Stored data entries:
= = =

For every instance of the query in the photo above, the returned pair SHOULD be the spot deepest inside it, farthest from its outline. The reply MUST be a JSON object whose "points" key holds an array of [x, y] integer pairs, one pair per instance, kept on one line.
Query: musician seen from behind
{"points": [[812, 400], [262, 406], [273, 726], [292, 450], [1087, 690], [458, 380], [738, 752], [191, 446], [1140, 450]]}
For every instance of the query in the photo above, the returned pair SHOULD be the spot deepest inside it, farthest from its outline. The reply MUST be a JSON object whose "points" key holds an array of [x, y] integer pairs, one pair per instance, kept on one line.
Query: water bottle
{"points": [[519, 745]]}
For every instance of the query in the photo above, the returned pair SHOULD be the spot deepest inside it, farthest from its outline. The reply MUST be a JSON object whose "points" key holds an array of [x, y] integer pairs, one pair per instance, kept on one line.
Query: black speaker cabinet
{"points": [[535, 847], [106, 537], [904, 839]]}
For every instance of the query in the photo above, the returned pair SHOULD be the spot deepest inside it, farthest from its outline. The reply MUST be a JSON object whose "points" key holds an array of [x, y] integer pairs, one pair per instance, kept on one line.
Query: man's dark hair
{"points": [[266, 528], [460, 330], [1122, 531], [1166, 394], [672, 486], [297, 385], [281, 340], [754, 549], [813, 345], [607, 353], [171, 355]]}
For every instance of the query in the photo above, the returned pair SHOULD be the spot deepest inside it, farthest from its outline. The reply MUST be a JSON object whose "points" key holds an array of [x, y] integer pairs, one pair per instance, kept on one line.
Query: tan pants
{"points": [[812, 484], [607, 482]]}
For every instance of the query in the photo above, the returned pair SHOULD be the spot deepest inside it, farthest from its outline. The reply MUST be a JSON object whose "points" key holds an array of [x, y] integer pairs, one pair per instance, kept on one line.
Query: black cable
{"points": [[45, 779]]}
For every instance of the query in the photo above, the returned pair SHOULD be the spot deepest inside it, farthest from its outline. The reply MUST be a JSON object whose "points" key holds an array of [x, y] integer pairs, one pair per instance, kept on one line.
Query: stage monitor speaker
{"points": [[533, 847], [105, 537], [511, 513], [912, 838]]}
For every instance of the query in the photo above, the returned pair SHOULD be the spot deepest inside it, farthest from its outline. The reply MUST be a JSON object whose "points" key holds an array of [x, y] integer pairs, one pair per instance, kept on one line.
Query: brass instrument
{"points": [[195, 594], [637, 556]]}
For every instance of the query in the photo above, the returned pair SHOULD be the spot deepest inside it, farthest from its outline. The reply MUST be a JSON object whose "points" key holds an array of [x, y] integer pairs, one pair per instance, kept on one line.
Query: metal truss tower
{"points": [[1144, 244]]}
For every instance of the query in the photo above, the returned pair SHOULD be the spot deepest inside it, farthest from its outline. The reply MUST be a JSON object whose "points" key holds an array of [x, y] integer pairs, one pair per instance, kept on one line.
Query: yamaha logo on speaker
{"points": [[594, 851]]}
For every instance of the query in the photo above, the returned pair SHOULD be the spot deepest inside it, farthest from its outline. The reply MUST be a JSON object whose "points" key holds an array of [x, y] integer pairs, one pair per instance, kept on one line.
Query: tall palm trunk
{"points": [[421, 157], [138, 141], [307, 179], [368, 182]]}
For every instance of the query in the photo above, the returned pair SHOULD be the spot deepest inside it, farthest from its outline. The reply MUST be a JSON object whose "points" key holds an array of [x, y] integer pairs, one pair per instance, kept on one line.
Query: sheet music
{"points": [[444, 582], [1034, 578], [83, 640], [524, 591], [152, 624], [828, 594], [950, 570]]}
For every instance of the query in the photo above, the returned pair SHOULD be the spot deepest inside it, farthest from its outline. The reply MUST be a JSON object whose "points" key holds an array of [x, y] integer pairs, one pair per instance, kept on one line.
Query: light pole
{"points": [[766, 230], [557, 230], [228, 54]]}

= = =

__Aim of the exercise__.
Transcribe all of the data so that each line matches the source exactly.

__Final answer__.
For every instance of the query in the photo above, the returned pair SHOULD be the spot deepest inside it, farthest from its outline. The reply MUST be a JSON object whose "points" key holds an array of [x, y] integer pairs, one pair per instance, kept on one line.
Query: musician seen from behind
{"points": [[812, 400], [262, 406], [273, 726], [292, 450], [1087, 690], [458, 380], [738, 752], [191, 446], [1140, 450]]}
For every instance of the query in the photo above, the returned pair SHOULD be the spot deepest inside it, farthest from its outline. The reply MUST be a JSON object whose "points" key holds an array of [x, y] integer pairs, one pair per instance, kept on one line.
Query: water bottle
{"points": [[519, 745]]}
For every instance of the query in the photo above, the returned pair SHOULD be the spot deepest inside it, farthest from its outline. The reply MUST be a JSON object whose "points" key holds an array of [x, y] integer pairs, one pair per instance, kept on one line.
Query: black speaker cabinet
{"points": [[535, 847], [106, 537], [904, 839]]}
For every instance of the query in the photo above, the returned pair SHOULD be the spot deepest inside it, farthest from its outline. The reply MUST be a JSON object whose "points" key holds an array of [x, y] integer pairs, one pair per instance, kept on one line.
Query: man's dark hair
{"points": [[266, 528], [460, 330], [1122, 531], [1166, 394], [672, 486], [297, 385], [281, 340], [754, 549], [813, 345], [607, 353], [171, 355]]}
For every instance of the query in the photo above, the returned pair SHOULD be the spot deepest inside it, farthest from its outline. The reply MUST be a JSON object whose "points" key holds an array of [x, y] integer pairs, one pair per instance, kept on one line.
Query: tan pants
{"points": [[812, 484], [607, 482]]}
For every instance of the query in the photo above, the returned pair SHOULD be the spot deepest inside it, farthest from its outline. The reply MUST be a JSON object whose "points" key holds an array of [x, y] integer pairs, one pair per instance, kept on one line.
Query: black cable
{"points": [[45, 779]]}
For every instance of the query in the photo above, the returned pair SHOULD be the spot deepest inside it, farthest from its outline. The reply MUST be a JSON object whose "points" key holds an array of [x, y] integer pairs, one pair per instance, kept on one line.
Query: stage monitor speaker
{"points": [[533, 847], [105, 537], [511, 513], [912, 838]]}
For every instance of the query in the photo above, the returned pair SHOULD be the spot deepest inside it, farthest from its outline. The reply MUST be a JSON object whose "points" key holds an array of [x, y] integer pairs, one pair per instance, kept on one line.
Query: brass instrument
{"points": [[195, 594], [637, 556]]}
For every instance of the query in the photo above, the returned pair SHOULD be the spot deepest inside it, farthest from its outline. The reply MUST be a JSON object whose "points" key holds an array of [x, y] integer pairs, one pair per instance, kept on one line.
Query: metal truss tower
{"points": [[1144, 244]]}
For every instance of the query in the photo above, the returned pair SHOULD be the spot deepest inside it, farthest from its outline. The reply MUST be a JSON object whose "points" key holds an array of [x, y] integer pairs, one pair per instance, kept on one line.
Query: yamaha logo on speaker
{"points": [[594, 851]]}
For every instance of the query in the photo above, the returned pair SHOULD be the spot deepest inside it, farthest from its outline. The reply MUST be a JSON object whose "points" key holds an array of [x, y] integer pairs, one pair per instance, kept on one line.
Query: tall palm trunk
{"points": [[421, 157], [138, 141], [307, 179], [368, 182]]}
For every instance of the query in the photo above, the returned pair SHOULD be the spot deepest inside it, farthest from its outline. The reply MUST be a JSON object whose "points" key holds an array of [x, y] integer pairs, one pair per instance, kept on one line.
Query: sheet music
{"points": [[444, 582], [1034, 578], [83, 640], [524, 591], [152, 624], [828, 594], [950, 570]]}
For every instance of the query in the photo above, the returned pair SHOULD be the spot deepest inside it, farthest from its outline. The reply MUST be a JSON object whose "points" key holds an array of [x, y] integer pairs, one pair per instance, kept on one line.
Query: light pole
{"points": [[766, 230], [557, 230], [228, 54]]}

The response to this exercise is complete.